• [SET EXERCISE 1]: Condense the paragraph in the article on Russell Moore that begins "In an editorial for the New York Times" into one shorter sentence, keeping its main facts.

• [TEXT TO READ]:
* begin *

By Will Hall, Message Editor
ALEXANDRIA – When an unnamed staffer “boasted” to the online media outlet Think Progress in October 2014 that Russell Moore had “completely rebranded” the Ethics & Religious Liberty Commission, few could have imagined what this meant.
However, Moore’s all-in campaign against presidential candidate Donald Trump, highlighted by his most recent attacks on Liberty University for hosting Trump at a student convocation, reveals something quite unexpected about Moore when he was elected to lead the ERLC in 2013—a penchant for disdain for Christians who think differently than him.
Moore rightly points out Trump’s moral flaws—and character should count—and he has a right and responsibility to comment on Trump’s policies and to share his view of what these might mean in terms of Christian values.
But Moore’s dislike for Trump goes beyond the pale, translating into disrespect and even contempt for any Christian who might weigh these considerations differently than Moore when comparing the range of personal beliefs and behaviors as well as public records of ability and achievement within such a large field of candidates for the White House.
DISRESPECT FOR OTHERS
In an editorial for the New York Times, Moore called evangelicals’ support for Trump “illogical” and declared “these voters must repudiate everything they believe” in backing Trump.
He even ranks the spirituality of evangelicals according to the candidate they support.
Roll Call, a Washington, D.C., newspaper, reported Moore as saying, “Ted Cruz is leading among the ‘Jerry Falwell’ wing, Marco Rubio is leading in the ‘Billy Graham’ wing and Trump is leading the ‘Jimmy Swaggart’ wing.”
“He was suggesting that Cruz appealed to Moral Majority types like Focus on the Family founder James Dobson, who has endorsed him,” Roll Call observed. “And Trump, Moore said, attracts ‘the prosperity wing of Pentecostalism,’ who tend to believe God will ‘financially reward believers.’”
But Moore’s scale for assessing one’s biblical bona fides appears politically calculated to raise his own stock at the expense of other evangelical conservatives:
— Jerry Falwell, Jr., president of the Liberty University his father founded, called Trump “a breath of fresh air” when introducing Trump to students and faculty Jan. 18.
— Robert Jeffress, pastor of the 12,000-member First Baptist Church in Dallas, Texas, wrote in an editorial for Fox News that evangelicals back Trump for his strong leadership: “They are not under any illusion that Trump will be conducting Bible studies in the Oval Office, nor do they feel like they are abandoning their Christian values to support Trump,” he said.

* end *

• [SET EXERCISE 2]: Please print the entries word for word, starting at the line that contains "Dataset curation step: the target class is sun" and stopping after the line that contains "[0,177,86,187]".

• [MATERIAL]:
* begin *

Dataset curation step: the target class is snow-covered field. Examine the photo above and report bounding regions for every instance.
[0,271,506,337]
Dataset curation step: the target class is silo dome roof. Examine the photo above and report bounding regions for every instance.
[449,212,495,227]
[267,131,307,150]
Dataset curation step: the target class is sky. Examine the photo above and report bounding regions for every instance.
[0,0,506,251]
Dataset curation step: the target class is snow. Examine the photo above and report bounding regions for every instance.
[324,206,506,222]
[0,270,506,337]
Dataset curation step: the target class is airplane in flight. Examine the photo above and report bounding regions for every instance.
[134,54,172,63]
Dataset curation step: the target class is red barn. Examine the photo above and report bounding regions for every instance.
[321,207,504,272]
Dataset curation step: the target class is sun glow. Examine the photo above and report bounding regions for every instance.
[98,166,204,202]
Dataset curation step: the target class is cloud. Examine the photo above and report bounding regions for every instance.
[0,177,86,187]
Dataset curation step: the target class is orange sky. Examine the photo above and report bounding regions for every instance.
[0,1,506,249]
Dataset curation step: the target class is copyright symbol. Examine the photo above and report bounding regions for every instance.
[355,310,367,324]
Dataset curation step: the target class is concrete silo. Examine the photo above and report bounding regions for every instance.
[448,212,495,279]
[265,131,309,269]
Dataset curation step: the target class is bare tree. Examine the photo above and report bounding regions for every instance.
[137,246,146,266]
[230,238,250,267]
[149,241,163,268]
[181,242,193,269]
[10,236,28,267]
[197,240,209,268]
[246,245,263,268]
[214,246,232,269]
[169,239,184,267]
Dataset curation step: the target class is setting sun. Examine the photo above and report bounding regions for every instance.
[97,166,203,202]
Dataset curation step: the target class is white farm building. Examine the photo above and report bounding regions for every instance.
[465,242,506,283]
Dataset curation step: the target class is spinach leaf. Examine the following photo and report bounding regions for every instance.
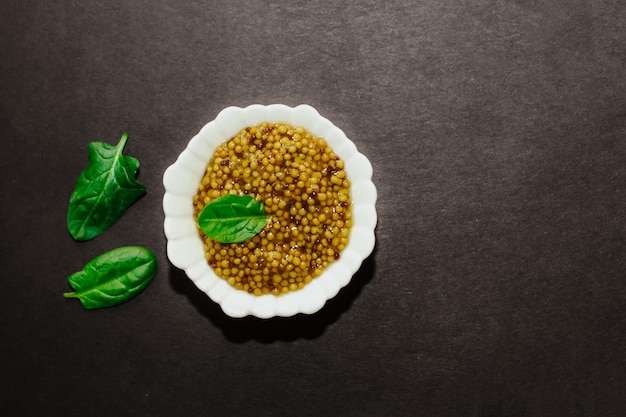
[67,133,146,240]
[63,246,157,309]
[198,194,267,243]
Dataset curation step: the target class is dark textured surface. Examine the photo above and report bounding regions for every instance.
[0,0,626,417]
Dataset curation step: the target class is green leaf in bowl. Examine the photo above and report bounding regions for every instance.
[198,194,267,243]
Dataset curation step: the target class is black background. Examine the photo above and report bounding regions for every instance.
[0,0,626,417]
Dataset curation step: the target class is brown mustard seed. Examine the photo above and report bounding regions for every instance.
[193,123,352,295]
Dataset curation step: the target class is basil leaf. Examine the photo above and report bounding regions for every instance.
[198,194,267,243]
[63,246,157,309]
[67,133,146,240]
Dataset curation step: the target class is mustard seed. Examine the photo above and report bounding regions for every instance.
[193,123,352,295]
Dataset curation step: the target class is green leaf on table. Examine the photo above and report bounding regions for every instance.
[63,246,157,309]
[198,194,267,243]
[67,133,146,241]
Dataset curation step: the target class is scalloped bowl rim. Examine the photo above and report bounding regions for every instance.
[163,104,377,318]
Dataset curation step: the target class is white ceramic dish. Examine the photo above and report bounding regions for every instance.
[163,104,377,318]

* end *

• [RESULT 1]: Writing in the New York Times, Moore called evangelical support for Trump "illogical" and said voters who back Trump must repudiate everything they believe.

• [RESULT 2]:
Dataset curation step: the target class is sun glow. Examine the photo above and report bounding regions for every instance.
[98,166,204,202]
Dataset curation step: the target class is cloud. Examine the photo above and report bounding regions for every instance.
[0,177,86,187]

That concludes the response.